- Written tasks -
(1) In the passage about Ivan, in what year was he born?
(2) Transcribe the part of the passage about Ivan that opens with the words containing "The life of" and closes with "lest they starve.".

- Selected extract -
-=-=-=-=-

The life of this criminal lunatic has been described so often, with so much journalistic horror, that I hesitate to offer the plain matter-of-fact comments of a doctor upon it.

In order to understand the Russia of the last few centuries, we must first of all glance at Russian history. Under the brutal yoke of the Mongols the Russians learned the worst extremes of cruelty to which the vanquished in an Oriental country must submit; for, their country laid waste by civil war and devastated by the Tartars, the whole people were familiar with bloodshed, misery and cruelty. A man’s children were his slaves, whom he could sell four times, and his wife and family lay under a sterner rule of fatherhood than ever obtained even in Rome or in Asia. Prisoners of war had to sell themselves as slaves lest they starve.

Ivan was born in 1530, son of Vassili Ivanovitch and Helena Glinska. One of his brothers was an imbecile, and his father was sullen, changeable, and savagely ferocious.

-=-=-=-=-

- Given records -
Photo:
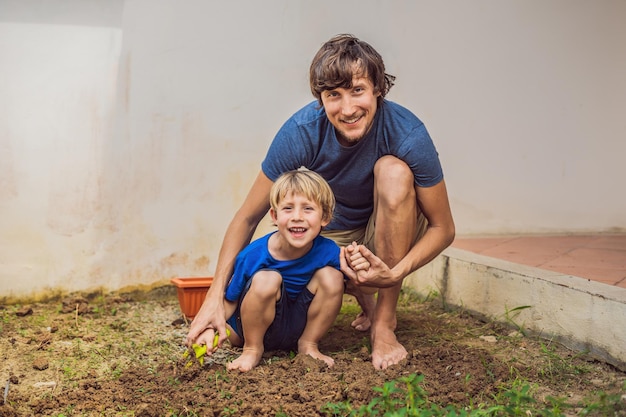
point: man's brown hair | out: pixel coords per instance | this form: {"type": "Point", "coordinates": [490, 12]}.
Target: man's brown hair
{"type": "Point", "coordinates": [343, 57]}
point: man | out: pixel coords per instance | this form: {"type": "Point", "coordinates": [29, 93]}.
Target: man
{"type": "Point", "coordinates": [392, 204]}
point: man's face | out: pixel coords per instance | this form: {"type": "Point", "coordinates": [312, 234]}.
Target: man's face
{"type": "Point", "coordinates": [351, 110]}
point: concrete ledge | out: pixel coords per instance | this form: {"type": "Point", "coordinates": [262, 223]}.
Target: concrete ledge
{"type": "Point", "coordinates": [583, 315]}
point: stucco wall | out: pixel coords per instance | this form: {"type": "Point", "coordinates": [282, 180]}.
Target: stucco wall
{"type": "Point", "coordinates": [130, 131]}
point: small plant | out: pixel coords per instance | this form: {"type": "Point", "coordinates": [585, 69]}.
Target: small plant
{"type": "Point", "coordinates": [510, 316]}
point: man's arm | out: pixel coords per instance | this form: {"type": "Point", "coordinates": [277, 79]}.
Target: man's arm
{"type": "Point", "coordinates": [211, 316]}
{"type": "Point", "coordinates": [434, 204]}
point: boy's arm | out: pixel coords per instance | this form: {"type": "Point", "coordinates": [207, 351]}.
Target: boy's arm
{"type": "Point", "coordinates": [211, 316]}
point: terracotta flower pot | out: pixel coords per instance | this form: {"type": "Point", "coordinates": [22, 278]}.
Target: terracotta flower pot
{"type": "Point", "coordinates": [191, 293]}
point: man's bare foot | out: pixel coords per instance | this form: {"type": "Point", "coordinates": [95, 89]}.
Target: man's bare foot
{"type": "Point", "coordinates": [312, 350]}
{"type": "Point", "coordinates": [248, 360]}
{"type": "Point", "coordinates": [361, 322]}
{"type": "Point", "coordinates": [386, 350]}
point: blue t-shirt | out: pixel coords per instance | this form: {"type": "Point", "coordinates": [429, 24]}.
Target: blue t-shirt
{"type": "Point", "coordinates": [308, 139]}
{"type": "Point", "coordinates": [296, 273]}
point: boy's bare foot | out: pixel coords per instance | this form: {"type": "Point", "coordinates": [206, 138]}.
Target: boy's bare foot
{"type": "Point", "coordinates": [386, 350]}
{"type": "Point", "coordinates": [312, 350]}
{"type": "Point", "coordinates": [248, 360]}
{"type": "Point", "coordinates": [361, 322]}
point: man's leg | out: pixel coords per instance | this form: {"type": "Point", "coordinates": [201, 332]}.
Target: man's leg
{"type": "Point", "coordinates": [396, 216]}
{"type": "Point", "coordinates": [258, 309]}
{"type": "Point", "coordinates": [327, 287]}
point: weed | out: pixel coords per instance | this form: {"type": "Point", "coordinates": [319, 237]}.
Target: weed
{"type": "Point", "coordinates": [510, 316]}
{"type": "Point", "coordinates": [406, 397]}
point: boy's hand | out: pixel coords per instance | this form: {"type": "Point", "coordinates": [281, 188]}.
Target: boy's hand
{"type": "Point", "coordinates": [355, 258]}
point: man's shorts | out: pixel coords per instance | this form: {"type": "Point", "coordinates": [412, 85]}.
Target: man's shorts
{"type": "Point", "coordinates": [289, 321]}
{"type": "Point", "coordinates": [365, 235]}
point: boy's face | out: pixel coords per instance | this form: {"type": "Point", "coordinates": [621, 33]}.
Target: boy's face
{"type": "Point", "coordinates": [351, 110]}
{"type": "Point", "coordinates": [299, 221]}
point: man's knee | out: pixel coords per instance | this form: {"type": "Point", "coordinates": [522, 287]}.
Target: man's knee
{"type": "Point", "coordinates": [393, 179]}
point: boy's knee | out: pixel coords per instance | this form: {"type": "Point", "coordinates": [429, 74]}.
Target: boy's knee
{"type": "Point", "coordinates": [266, 283]}
{"type": "Point", "coordinates": [329, 280]}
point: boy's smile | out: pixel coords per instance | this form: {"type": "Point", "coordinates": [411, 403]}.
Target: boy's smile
{"type": "Point", "coordinates": [299, 221]}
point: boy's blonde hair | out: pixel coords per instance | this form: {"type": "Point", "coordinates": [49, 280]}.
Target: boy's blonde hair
{"type": "Point", "coordinates": [307, 183]}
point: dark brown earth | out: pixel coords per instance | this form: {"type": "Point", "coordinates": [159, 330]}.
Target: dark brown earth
{"type": "Point", "coordinates": [122, 356]}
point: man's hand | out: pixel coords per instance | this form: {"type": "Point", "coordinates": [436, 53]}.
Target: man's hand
{"type": "Point", "coordinates": [364, 268]}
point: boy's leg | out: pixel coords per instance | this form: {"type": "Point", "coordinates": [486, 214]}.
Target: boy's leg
{"type": "Point", "coordinates": [397, 223]}
{"type": "Point", "coordinates": [258, 308]}
{"type": "Point", "coordinates": [327, 288]}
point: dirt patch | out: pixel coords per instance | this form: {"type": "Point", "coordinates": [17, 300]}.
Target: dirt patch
{"type": "Point", "coordinates": [122, 356]}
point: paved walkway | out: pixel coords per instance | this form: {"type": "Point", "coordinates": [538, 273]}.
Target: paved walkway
{"type": "Point", "coordinates": [600, 257]}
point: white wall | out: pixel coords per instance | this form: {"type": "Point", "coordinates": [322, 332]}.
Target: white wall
{"type": "Point", "coordinates": [130, 131]}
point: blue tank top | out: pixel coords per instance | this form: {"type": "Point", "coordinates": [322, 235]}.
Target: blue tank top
{"type": "Point", "coordinates": [296, 273]}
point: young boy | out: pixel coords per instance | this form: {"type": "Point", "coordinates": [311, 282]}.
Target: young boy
{"type": "Point", "coordinates": [286, 289]}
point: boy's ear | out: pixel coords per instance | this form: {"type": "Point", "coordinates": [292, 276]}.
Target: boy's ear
{"type": "Point", "coordinates": [325, 222]}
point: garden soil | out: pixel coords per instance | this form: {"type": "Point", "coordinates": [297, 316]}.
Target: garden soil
{"type": "Point", "coordinates": [122, 355]}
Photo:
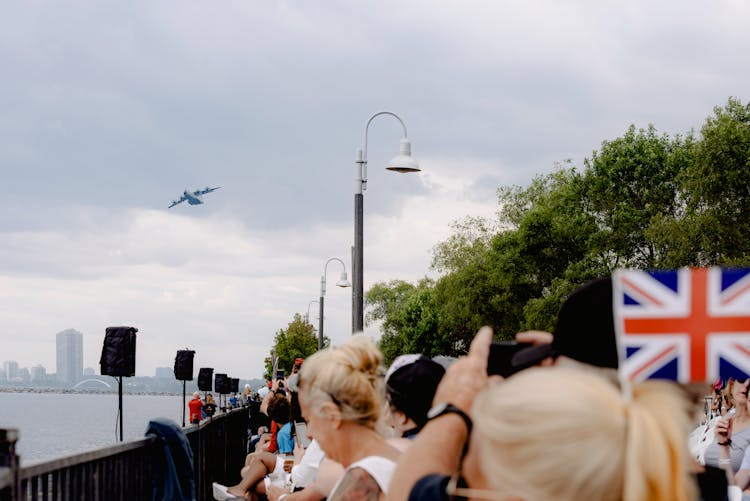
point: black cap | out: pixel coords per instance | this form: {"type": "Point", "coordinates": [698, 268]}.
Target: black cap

-=-=-=-=-

- Answers per task -
(1) 1530

(2)
The life of this criminal lunatic has been described so often, with so much journalistic horror, that I hesitate to offer the plain matter-of-fact comments of a doctor upon it.

In order to understand the Russia of the last few centuries, we must first of all glance at Russian history. Under the brutal yoke of the Mongols the Russians learned the worst extremes of cruelty to which the vanquished in an Oriental country must submit; for, their country laid waste by civil war and devastated by the Tartars, the whole people were familiar with bloodshed, misery and cruelty. A man’s children were his slaves, whom he could sell four times, and his wife and family lay under a sterner rule of fatherhood than ever obtained even in Rome or in Asia. Prisoners of war had to sell themselves as slaves lest they starve.